And so, while I head off to the bathroom to attempt to expectorate a few more chunks of phlegm-crete, I offer you these fine particulate-themed tracks for your musical enjoyment. (Breath masks optional, though strongly recommended.)

Siouxsie & The Banshees - Cities in Dust (from Tinderbox, 1986) - Where the band and I parted ways. They did release a few minor gems after this Vesuvial masterpiece, but -- much like The Cure did around the same time -- seemed to increasingly play toward the public's flawed perceptions of the band's image, and that's a one way road to embarrassment.

Mazzy Star - Into Dust (from So Tonight I Might See, 1993) - The dark dreaminess of a Nyquil-triggered haze distilled into musical form, and I mean that as a compliment, really.

The Chemical Brothers - In Dust We Trust (from Exit Planet Dust, 1995) - Your volume do not adjust, though your hair may get mussed. Instead moves you should bust, to the beats of electro lust. (This concludes today's test of my readership alienation experiment.)

Sunday, July 29, 2007

Vacation II – Day 2 – Dream of the perfect life

“The problem of leisure,” sang Gang of Four in 1979, is “what to do for pleasure.” Putting aside postpunk dissections of alienated labor and how the theory applies to everyday life, I find myself currently in a similar predicament. I’ve never been one for formally structured vacations, where the end result means coming away even more exhausted and deeper in debt than one was going into the adventure. Better to stay at home, relax, and indulge in some low stress, low cost pursuits, or perhaps, motivation willing, get some oft delayed project around the home taken care of.

While they are presently plenty of things that need doing, however, I’m having a difficult time coming up with things which I’d like or want to do during this break from work. My fear is that based on today’s experience, where I spent the bulk of my free time filling monster hunt quotas in Rogue Galaxy, that this vacation might devolve into an extended long weekend, with all the soul deadening emptiness such a thing entails.

- _Problem 1_: From the blog text, list the title of each song recommended in the track list, along with the album it comes from.
- _Problem 2_: Pull from the blog text the passage starting at "Vacation II –" and ending at "taken care of.", copied word for word.

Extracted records
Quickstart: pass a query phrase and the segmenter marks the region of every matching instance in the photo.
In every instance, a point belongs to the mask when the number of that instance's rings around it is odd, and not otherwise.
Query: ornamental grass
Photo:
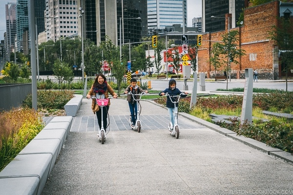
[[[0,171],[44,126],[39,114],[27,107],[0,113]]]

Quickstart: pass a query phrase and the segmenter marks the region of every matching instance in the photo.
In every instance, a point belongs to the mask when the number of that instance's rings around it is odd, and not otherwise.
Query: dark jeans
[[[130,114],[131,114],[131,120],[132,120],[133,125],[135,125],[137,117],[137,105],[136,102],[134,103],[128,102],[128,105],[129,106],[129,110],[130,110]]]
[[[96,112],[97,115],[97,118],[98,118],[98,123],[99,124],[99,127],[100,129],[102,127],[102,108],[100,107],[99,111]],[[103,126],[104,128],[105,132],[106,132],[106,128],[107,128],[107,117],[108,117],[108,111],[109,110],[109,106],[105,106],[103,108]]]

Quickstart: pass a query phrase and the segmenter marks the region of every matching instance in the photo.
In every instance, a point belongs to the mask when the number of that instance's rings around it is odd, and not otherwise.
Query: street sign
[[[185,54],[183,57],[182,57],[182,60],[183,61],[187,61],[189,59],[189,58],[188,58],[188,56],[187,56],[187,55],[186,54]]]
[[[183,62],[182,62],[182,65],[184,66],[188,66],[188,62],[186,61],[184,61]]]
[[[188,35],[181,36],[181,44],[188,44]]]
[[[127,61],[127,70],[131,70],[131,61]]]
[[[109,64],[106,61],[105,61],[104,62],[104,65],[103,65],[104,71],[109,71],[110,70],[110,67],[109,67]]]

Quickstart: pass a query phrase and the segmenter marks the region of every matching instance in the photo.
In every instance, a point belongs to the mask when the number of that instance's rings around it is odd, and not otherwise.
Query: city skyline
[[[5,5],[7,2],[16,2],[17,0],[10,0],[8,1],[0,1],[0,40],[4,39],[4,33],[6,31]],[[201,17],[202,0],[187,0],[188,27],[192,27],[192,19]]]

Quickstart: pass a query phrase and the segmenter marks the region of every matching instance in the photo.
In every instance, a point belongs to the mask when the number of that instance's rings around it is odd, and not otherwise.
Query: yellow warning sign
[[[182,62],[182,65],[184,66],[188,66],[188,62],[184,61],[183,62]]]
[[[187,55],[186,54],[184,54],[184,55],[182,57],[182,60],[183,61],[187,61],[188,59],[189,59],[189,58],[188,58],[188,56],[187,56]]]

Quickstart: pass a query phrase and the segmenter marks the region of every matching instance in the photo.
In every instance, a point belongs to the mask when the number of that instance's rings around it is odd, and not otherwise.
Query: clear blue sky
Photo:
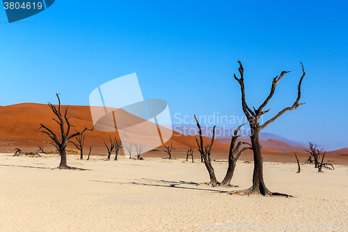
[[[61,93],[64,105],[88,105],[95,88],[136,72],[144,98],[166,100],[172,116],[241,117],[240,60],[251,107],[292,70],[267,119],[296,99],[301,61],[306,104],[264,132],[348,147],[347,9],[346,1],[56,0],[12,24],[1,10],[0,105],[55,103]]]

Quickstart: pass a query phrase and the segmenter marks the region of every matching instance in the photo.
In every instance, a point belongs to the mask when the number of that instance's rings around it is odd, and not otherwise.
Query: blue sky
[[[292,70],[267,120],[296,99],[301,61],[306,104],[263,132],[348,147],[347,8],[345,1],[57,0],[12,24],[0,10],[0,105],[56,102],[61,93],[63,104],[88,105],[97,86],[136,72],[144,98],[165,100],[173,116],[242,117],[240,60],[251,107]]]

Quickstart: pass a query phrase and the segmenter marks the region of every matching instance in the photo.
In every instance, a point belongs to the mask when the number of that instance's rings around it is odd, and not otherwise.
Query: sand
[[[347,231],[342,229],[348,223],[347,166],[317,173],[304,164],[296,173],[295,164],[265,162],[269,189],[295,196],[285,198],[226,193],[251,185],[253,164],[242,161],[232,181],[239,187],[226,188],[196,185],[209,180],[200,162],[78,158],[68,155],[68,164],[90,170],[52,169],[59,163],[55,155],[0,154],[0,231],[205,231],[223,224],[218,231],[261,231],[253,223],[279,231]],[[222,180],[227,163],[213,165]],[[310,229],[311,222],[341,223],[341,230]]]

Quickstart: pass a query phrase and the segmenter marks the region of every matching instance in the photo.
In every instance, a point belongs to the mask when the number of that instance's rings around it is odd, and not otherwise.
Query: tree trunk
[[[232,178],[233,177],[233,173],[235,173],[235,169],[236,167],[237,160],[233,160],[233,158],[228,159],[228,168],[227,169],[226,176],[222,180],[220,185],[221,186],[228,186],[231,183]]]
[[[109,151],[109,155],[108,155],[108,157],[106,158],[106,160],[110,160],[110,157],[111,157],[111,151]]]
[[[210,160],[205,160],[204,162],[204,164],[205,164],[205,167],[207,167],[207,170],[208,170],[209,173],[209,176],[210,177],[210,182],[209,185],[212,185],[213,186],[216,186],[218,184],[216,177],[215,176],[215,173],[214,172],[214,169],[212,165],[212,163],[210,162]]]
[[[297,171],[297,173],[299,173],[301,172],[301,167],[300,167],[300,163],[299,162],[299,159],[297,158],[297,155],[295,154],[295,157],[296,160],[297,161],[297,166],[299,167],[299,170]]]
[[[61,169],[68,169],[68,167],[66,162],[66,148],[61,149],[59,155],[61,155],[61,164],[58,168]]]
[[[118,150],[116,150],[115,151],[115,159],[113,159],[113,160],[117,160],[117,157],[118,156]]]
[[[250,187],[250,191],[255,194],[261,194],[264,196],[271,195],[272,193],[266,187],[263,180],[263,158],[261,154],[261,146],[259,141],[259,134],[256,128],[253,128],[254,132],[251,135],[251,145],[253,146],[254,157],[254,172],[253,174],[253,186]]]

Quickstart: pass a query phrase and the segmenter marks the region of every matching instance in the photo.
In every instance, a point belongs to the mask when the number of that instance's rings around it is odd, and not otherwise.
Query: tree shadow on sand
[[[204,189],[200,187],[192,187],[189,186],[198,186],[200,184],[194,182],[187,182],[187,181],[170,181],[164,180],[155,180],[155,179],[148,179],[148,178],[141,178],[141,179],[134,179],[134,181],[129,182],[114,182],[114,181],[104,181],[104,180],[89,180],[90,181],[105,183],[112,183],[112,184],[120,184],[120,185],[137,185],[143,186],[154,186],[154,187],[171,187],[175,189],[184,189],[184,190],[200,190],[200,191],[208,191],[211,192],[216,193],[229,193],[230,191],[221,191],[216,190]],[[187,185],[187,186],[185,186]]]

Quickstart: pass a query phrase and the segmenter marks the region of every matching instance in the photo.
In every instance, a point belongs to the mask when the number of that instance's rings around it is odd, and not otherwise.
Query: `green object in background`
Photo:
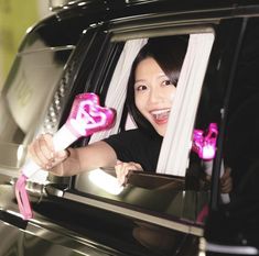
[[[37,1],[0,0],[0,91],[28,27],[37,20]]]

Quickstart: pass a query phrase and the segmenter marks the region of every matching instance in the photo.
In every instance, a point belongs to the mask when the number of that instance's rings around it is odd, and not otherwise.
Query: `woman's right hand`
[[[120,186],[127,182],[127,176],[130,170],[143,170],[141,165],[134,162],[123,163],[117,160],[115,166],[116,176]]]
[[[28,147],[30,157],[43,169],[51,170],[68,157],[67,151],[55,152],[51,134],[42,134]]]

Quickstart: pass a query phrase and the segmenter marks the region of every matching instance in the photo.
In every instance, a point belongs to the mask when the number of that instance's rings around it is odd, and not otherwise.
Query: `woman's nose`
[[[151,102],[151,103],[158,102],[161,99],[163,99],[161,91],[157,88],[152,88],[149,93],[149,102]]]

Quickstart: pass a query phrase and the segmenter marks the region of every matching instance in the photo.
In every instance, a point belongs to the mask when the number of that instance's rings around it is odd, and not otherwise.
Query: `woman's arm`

==

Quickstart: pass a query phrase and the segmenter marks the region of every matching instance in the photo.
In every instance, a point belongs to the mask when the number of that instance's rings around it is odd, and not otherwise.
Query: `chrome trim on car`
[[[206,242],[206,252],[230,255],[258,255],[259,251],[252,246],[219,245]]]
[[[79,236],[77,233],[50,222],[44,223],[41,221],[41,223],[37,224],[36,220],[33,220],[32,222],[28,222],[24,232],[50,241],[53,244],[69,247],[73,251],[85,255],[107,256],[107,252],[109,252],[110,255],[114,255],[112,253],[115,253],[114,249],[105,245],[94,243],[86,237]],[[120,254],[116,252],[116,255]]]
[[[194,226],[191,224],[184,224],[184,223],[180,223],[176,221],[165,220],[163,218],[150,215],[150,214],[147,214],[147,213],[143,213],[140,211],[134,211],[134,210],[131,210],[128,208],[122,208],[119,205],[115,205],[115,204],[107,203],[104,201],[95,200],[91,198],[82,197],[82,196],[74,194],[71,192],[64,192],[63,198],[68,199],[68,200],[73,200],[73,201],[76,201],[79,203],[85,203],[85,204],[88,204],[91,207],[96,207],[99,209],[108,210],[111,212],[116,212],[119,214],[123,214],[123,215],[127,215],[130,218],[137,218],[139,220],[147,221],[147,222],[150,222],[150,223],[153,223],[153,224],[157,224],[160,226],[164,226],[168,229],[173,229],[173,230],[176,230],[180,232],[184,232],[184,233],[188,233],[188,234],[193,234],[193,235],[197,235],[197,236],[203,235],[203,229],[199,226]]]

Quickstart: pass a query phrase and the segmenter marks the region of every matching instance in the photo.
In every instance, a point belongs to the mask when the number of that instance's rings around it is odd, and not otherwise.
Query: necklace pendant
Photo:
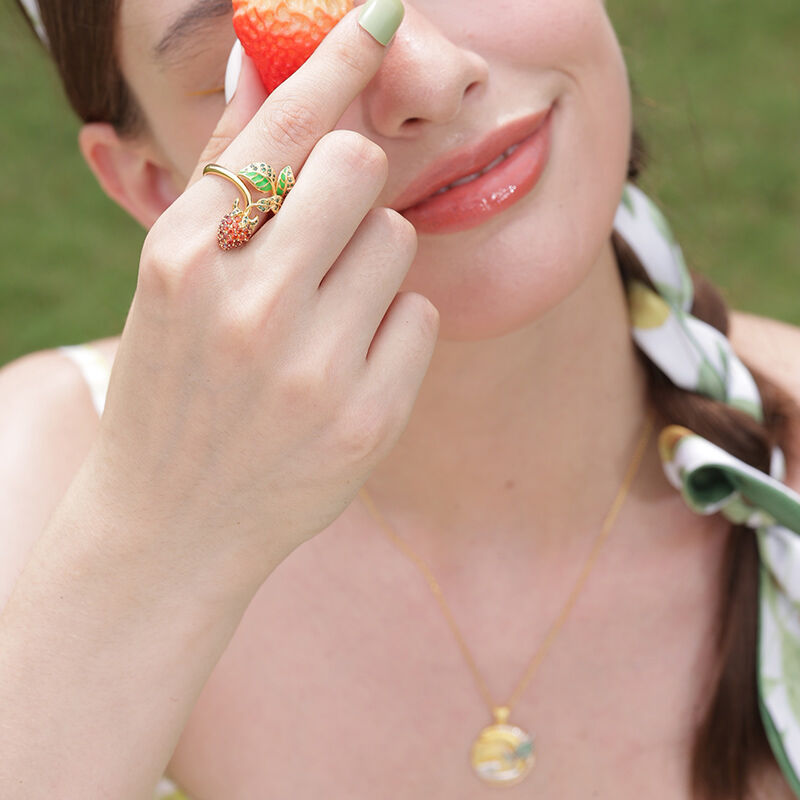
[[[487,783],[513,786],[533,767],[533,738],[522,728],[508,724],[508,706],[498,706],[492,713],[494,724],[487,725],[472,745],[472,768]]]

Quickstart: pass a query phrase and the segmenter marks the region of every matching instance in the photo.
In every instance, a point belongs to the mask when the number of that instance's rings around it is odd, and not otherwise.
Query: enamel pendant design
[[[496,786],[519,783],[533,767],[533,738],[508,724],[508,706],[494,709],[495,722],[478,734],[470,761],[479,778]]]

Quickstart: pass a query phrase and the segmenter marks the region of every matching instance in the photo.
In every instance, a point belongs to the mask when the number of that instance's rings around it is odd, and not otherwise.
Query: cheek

- _Problem solution 1_:
Cities in Dust (Tinderbox)
Into Dust (So Tonight I Might See)
In Dust We Trust (Exit Planet Dust)

- _Problem solution 2_:
Vacation II – Day 2 – Dream of the perfect life

“The problem of leisure,” sang Gang of Four in 1979, is “what to do for pleasure.” Putting aside postpunk dissections of alienated labor and how the theory applies to everyday life, I find myself currently in a similar predicament. I’ve never been one for formally structured vacations, where the end result means coming away even more exhausted and deeper in debt than one was going into the adventure. Better to stay at home, relax, and indulge in some low stress, low cost pursuits, or perhaps, motivation willing, get some oft delayed project around the home taken care of.